6 year old Shih Tzu with tartar build up, mild gingivitis
I adopted a Shih Tzu awhile back, the last owner gave me vet paperwork that she had some mild gingivitis and some plaque build up.
She turns her nose to the bones that we give to the other dog. What can I say, she's spoiled. I've found one bone treat that she actually chews on, but she chews so hard it makes her gums bleed. She also has skin sensitivity, so I've changed her food to avoid certain ingrediants...ones that, of course, are in that one bone she'll actually chew on. I can't get her to let me clean her teeth myself, although I keep trying, hoping she'll get used to it over time.
Is there anything safe for such a focused chewer like her, with skin sensitivity/allergies, that might actually clean her teeth?
I have yet to find a vet I'm comfortable with having them do procedures where I leave her there. I keep looking in my area but until I find one, I need a something that might help.
- Cast your vote for which answer you think is best!
I would definatly check out petsmart, there's treats that clean the teeth and make their breath smell better, they're made of hard rubber, if not, maybe try some soft toys too, they don't help her gums or breath but they are easier on the gums. DEFINATLY check out petsmart I remember seeing something like that there.
I also read that Milk Bones help dog's teeth.
Good Luck!! :)
Gia answered on 7/6/11. Helpful? / 0
Crunchy treats like Milk Bones do NOT clean the teeth- does eating a granola bar clean YOUR teeth? No. They just munch it a couple times and swallow, it barely even makes contact.
Have you tried a raw meaty bone? Dogs LOVE them, and if it's big enough, they'll spend hours chewing it, which is what you want for maximum tooth-cleaning. Beef ribs, lamb shanks, pork feet, it's all good. Just nothing cooked or seasoned, and not so small she can swallow it whole.
The bleeding gums is almost certainly due to the tartar and gingivitis, by the way. It makes the gums very sensitive and likely to bleed. I would REALLY look into getting her teeth scaled under sedation, it's the only way to remove the tartar that is below the gum line and irritating the gums so bad. Don't keep putting off the full cleaning. AFTER that, you can maintain oral health with chew bones.
Bruno CGC answered on 7/6/11. Helpful? / 0
Bruno is correct...once gingivitis has begun and there is tartar buildup under the gums (the definition of gingivitis), then NOTHING your dog chews is going to make it go away.
A tooth cleaning under anesthesia is the only way to remove this buildup under the gumline... until that is done bacteria will continue to multiply and eventually cause general sickness, usually affecting the heart and/or the kidneys first.
AFTER a veterinary cleaning, then use raw, meaty bones or other safe chews to keep the tartar from reforming.
Any product with carbohydrates (biscuits, etc., )is not going to clean the teeth, instead it will convert to sugars and creat MORE tartar buildup.
My dogs all LOVE nylabones but even chewing those all day long are not enough to prevent tartar. Brushing and raw meaty bones will work the best.
My older puppers get a smidge of Petslife.
Petslife is a gel or spray made from grapefruit juice. We saw improvement in just a few days. Just apply at night before going to bed so the gel has all night to work. We first used it every night, then as the plaque disappeared, we didn't need to use it as frequently. Now its just once a week. Both dogs have clean teeth, fresh breath. Jose heart murmer is better too.
A lot of great helpfull answers you recieved.
My sisters shihtzu had the same problem and she couldn't brush her dogs teeth for a while, she finally after about 3 weeks of making a game of it was able to brush her teeth, that wasn't enough. She needed to have her dog sedated and a good cleaning,'NOT BY A TECH" but by a DVM with expirence. As for the bones, they may actually makes things worse, even milk bones have been known to crack a dogs teeth so imagine larger stronger bones. My dogs bone cracked two of his teeth and my smaller yorki has 1 cracked tooth as a direct result of chewing bones. There is a gel you may try until you see a DVM you're comfortbale with. However be very careful with the doggy mouth washes and rinses many of them have XYLOTOL which is a sugar substitute that is toxic to dogs, it's only a small amount but anything that contains something toxic should never be used, there are reports that dogs and cats have had liver failure and death due to it.

→ What is expected:
Transcribe the Shih Tzu thread word for word, starting at "My dogs all" and ending at "is better too.". The data comes from a separate source, not from the Shih Tzu thread above.

→ Extracted entries:

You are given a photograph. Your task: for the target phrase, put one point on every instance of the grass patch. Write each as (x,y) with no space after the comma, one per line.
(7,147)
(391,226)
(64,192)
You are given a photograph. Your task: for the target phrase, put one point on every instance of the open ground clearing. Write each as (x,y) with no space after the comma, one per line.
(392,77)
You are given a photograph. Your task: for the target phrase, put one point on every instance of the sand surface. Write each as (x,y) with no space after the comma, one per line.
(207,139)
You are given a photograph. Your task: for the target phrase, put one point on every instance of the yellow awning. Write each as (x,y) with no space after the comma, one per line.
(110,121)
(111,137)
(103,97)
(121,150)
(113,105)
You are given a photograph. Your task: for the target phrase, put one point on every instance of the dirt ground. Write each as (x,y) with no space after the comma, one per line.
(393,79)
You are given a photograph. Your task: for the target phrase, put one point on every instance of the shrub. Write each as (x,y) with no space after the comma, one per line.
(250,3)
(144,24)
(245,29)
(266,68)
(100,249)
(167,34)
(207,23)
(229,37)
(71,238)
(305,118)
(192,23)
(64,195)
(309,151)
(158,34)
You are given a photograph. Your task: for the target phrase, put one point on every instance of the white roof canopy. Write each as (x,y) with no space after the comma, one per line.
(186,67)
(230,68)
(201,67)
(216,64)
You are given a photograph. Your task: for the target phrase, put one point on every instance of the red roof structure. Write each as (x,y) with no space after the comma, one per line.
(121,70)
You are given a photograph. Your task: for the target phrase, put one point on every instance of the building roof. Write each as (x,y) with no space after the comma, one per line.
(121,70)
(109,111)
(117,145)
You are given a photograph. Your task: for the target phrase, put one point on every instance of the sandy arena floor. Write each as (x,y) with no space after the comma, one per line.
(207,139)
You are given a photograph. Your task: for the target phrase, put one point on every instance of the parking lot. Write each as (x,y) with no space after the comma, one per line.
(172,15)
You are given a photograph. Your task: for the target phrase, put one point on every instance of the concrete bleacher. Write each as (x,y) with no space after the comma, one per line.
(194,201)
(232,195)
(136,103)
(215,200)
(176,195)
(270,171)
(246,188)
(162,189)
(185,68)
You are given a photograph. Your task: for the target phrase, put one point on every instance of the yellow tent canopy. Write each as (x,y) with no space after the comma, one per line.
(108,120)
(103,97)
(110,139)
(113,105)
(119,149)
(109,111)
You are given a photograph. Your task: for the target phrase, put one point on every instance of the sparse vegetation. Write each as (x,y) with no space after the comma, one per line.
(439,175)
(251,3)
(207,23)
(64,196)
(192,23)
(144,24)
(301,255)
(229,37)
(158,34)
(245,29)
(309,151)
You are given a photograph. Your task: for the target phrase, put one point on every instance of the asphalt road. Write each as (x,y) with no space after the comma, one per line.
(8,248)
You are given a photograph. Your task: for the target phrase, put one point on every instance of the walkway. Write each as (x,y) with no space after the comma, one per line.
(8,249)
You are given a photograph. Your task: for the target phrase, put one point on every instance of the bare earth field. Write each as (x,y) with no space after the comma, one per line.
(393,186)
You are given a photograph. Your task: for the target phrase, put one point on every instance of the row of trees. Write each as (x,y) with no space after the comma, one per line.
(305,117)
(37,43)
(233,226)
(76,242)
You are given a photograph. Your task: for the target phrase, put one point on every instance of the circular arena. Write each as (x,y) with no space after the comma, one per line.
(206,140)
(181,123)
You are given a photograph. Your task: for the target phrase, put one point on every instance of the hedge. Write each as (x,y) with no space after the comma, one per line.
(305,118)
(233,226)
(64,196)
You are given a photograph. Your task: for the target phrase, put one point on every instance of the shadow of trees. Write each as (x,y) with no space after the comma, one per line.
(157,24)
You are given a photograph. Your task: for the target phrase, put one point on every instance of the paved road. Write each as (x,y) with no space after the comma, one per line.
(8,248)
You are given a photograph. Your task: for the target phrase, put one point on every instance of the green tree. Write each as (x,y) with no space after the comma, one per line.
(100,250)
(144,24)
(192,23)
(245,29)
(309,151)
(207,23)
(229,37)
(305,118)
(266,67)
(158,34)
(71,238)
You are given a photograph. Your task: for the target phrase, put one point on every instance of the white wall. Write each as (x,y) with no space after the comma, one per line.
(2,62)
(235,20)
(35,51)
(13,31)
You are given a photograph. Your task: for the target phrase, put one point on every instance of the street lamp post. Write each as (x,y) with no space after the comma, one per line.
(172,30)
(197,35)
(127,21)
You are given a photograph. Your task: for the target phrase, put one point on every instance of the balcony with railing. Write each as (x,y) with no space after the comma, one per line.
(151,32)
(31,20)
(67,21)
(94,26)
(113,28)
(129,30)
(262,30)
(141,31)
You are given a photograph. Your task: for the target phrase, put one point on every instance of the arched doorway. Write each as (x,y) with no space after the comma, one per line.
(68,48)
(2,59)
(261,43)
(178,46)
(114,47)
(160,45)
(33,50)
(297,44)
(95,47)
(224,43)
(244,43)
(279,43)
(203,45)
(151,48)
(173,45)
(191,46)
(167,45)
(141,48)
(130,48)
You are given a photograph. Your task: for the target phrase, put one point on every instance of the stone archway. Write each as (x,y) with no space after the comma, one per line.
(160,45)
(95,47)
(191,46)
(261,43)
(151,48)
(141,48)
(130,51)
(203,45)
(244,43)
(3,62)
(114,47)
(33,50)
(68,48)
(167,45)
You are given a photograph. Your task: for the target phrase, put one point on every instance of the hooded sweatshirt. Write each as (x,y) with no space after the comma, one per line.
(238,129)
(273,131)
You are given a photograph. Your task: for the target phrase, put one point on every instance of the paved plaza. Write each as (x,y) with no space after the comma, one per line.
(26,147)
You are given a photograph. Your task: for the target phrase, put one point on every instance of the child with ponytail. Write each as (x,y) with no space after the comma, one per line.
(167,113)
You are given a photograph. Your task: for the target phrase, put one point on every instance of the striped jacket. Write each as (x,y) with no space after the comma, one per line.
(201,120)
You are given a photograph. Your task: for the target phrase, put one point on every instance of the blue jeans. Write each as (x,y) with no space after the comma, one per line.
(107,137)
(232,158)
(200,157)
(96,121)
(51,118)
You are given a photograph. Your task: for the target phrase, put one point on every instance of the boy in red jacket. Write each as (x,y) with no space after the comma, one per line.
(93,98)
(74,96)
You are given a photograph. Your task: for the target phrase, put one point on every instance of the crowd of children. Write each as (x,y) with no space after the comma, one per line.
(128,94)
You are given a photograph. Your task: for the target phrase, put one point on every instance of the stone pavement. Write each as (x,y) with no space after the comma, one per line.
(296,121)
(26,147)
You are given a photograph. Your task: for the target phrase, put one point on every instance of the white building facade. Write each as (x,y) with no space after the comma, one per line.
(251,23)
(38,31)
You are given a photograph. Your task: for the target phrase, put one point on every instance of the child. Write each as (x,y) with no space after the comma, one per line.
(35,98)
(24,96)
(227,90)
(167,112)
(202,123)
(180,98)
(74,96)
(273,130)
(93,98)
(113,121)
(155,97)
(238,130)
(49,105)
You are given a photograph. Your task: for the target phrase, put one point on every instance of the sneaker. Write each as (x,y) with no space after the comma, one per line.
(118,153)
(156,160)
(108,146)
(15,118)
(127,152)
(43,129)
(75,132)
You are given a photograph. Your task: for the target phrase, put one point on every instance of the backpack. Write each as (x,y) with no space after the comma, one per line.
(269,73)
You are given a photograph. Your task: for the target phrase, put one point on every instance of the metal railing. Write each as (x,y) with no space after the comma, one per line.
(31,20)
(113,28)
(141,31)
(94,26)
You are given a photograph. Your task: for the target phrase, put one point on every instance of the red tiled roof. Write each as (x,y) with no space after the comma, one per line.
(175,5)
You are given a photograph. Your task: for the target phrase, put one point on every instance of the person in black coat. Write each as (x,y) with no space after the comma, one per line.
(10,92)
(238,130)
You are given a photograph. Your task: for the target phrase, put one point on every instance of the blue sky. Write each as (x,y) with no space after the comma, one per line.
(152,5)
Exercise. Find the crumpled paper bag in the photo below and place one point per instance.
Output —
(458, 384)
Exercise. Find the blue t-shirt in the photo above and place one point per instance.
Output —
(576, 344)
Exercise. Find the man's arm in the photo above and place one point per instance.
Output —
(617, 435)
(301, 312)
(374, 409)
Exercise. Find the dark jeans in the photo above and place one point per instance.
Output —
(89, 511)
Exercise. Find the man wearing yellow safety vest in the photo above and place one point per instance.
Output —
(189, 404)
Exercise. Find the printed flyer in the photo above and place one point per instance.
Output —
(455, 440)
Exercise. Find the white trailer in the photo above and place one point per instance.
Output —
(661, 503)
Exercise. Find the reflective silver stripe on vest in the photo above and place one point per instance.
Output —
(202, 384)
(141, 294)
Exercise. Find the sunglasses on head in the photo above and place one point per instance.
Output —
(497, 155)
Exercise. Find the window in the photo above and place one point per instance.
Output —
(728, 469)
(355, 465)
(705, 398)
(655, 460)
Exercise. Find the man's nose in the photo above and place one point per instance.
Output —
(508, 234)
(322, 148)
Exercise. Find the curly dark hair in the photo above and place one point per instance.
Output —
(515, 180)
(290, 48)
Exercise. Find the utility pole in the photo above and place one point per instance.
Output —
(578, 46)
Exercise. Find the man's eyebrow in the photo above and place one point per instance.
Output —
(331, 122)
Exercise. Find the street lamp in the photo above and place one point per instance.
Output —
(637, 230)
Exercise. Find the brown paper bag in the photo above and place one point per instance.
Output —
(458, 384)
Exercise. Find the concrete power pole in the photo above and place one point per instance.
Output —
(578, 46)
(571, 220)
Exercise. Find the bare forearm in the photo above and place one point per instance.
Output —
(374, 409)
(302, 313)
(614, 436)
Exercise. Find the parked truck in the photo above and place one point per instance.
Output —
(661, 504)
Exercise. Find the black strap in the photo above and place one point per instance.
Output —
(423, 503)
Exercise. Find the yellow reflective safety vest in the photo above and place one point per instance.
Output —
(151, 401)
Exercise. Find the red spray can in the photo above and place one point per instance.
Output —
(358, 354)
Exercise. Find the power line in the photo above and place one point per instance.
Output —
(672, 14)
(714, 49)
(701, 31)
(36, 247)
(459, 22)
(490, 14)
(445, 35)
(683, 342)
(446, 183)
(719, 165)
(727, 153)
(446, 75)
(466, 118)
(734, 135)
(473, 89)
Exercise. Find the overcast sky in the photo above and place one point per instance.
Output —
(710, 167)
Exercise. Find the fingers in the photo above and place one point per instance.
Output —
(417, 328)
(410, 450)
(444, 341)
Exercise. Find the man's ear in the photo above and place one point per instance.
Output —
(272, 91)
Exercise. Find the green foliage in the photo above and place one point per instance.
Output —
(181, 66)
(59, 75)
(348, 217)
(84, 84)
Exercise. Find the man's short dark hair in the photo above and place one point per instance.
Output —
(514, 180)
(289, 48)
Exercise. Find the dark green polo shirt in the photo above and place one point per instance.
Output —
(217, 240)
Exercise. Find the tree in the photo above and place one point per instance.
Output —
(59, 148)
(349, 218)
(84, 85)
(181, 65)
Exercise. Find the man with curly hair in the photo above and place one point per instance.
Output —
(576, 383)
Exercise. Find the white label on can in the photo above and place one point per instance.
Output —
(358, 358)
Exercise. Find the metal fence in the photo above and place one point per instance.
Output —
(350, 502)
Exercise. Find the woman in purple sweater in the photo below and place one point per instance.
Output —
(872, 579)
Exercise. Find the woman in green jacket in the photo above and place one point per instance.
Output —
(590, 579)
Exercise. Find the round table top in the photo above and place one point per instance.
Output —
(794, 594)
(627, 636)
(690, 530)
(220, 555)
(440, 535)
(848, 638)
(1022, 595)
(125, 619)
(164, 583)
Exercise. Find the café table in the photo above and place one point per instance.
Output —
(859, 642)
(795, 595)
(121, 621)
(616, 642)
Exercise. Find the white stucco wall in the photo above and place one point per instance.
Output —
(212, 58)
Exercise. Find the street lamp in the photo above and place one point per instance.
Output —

→ The completed task:
My dogs all LOVE nylabones but even chewing those all day long are not enough to prevent tartar. Brushing and raw meaty bones will work the best.
My older puppers get a smidge of Petslife.
Petslife is a gel or spray made from grapefruit juice. We saw improvement in just a few days. Just apply at night before going to bed so the gel has all night to work. We first used it every night, then as the plaque disappeared, we didn't need to use it as frequently. Now its just once a week. Both dogs have clean teeth, fresh breath. Jose heart murmer is better too.